• [TEXTE FOURNI]:
────

Les semences paysannes représentent bien plus que la promesse d’une récolte. Elles garantissent la sécurité alimentaire de plusieurs milliards d’êtres humains sur la planète et sont l’identité de diverses régions du monde. Les familles paysannes luttent pour préserver cette diversité, et ainsi assurer la survie des générations futures. Comme Maricela Gironza, paysanne en Colombie.
En bref
But
Le projet soutient la création et le maintien des réseaux régionaux de gardiens de semences dans dix départements de Colombie. Ces réseaux garantissent la souveraineté alimentaire des familles paysannes en augmentant la production de semences indigènes et créoles de bonne qualité dans les maisons de semences communautaires. Les familles paysannes ont ainsi des stratégies d’adaptation au changement climatique et concluent des alliances avec d’autres acteurs afin d’influencer les politiques publiques favorables aux paysan-ne-s. Dans ces réseaux, les jeunes et les femmes participent de manière significative à tous les processus.

────

• [SEGMENT DE DONNÉES]:
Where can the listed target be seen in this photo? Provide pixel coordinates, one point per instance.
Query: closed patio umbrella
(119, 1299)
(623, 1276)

────

• [TÂCHE DONNÉE]:
Répondre aux questions suivantes d'après le texte sur les semences paysannes :
(a) De combien d'êtres humains les semences paysannes garantissent-elles la sécurité alimentaire ?
(b) Dans combien de départements de Colombie le projet soutient-il les réseaux régionaux de gardiens de semences ?
(c) Quels groupes participent de manière significative à tous les processus dans ces réseaux ?
Le matériel n'intervient en rien dans ce travail.

• [RÉPONSE]:
(a) Plusieurs milliards d'êtres humains.
(b) Dix départements.
(c) Les jeunes et les femmes.